Assignment:
Word for word, transcribe the data below.

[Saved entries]
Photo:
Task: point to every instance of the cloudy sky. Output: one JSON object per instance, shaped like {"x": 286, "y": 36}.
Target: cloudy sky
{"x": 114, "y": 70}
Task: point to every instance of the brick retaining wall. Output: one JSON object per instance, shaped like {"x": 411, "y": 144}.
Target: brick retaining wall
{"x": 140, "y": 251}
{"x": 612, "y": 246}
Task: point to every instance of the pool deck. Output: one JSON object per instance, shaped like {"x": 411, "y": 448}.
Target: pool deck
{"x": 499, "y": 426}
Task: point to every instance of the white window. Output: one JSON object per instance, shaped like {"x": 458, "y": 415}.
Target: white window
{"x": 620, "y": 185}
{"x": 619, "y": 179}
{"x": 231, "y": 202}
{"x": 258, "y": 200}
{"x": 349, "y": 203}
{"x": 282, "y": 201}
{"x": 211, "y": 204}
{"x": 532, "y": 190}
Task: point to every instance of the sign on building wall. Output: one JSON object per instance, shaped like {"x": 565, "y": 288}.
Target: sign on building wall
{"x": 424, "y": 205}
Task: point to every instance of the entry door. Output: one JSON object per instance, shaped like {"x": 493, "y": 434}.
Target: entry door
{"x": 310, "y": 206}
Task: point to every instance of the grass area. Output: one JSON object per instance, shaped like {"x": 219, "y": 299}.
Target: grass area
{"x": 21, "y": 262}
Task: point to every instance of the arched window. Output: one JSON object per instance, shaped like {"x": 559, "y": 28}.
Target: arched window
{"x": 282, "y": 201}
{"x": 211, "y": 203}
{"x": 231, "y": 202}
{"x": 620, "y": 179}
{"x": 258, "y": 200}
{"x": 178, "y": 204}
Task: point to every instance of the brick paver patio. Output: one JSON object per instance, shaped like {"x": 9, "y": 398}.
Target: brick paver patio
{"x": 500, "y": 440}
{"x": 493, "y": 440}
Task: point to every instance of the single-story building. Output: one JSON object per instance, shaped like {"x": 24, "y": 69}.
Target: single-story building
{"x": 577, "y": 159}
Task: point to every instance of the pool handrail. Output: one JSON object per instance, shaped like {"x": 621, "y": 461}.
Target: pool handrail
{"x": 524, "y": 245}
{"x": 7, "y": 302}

Result:
Photo:
Task: point to every instance of the cloudy sky. Output: one JSON object per instance, shaped like {"x": 286, "y": 36}.
Target: cloudy sky
{"x": 114, "y": 70}
Task: point to every instance of the brick retaining wall. Output: one JSON object per instance, shaped like {"x": 411, "y": 144}.
Target: brick retaining wall
{"x": 140, "y": 251}
{"x": 612, "y": 246}
Task: point to every instance of the pool deck. Output: one JSON object per instance, shaped like {"x": 411, "y": 448}.
Target: pool deck
{"x": 499, "y": 426}
Task: point to every instance of the white window. Output: one JSON object per instance, shaped like {"x": 458, "y": 415}.
Target: white window
{"x": 620, "y": 185}
{"x": 619, "y": 179}
{"x": 231, "y": 202}
{"x": 258, "y": 200}
{"x": 349, "y": 203}
{"x": 282, "y": 201}
{"x": 211, "y": 204}
{"x": 532, "y": 190}
Task: point to every instance of the sign on building wall. Output: one JSON object per instance, shaped like {"x": 565, "y": 288}.
Target: sign on building wall
{"x": 424, "y": 205}
Task: point to every instance of the entry door. Output: one JSON object per instance, shaped like {"x": 493, "y": 434}.
Target: entry door
{"x": 310, "y": 206}
Task: point to every instance of the grass area. Output: one JSON object per instance, shaped like {"x": 219, "y": 299}.
Target: grass area
{"x": 21, "y": 262}
Task: point to every instance of the arched window. Output: one JSON object per instance, shaped like {"x": 559, "y": 28}.
Target: arched window
{"x": 282, "y": 201}
{"x": 211, "y": 203}
{"x": 231, "y": 202}
{"x": 620, "y": 179}
{"x": 258, "y": 200}
{"x": 178, "y": 204}
Task: point to every instance of the brick paver patio. Output: one JSON object per instance, shaped like {"x": 9, "y": 398}.
Target: brick paver patio
{"x": 500, "y": 440}
{"x": 493, "y": 440}
Task: point to every instance of the single-story building. Output: one JSON object per instance, shaped like {"x": 24, "y": 69}.
Target: single-story building
{"x": 577, "y": 159}
Task: point to every instance of the pool handrail. Output: one JSON object per instance, shaped like {"x": 621, "y": 461}.
Target: pool handrail
{"x": 524, "y": 245}
{"x": 7, "y": 302}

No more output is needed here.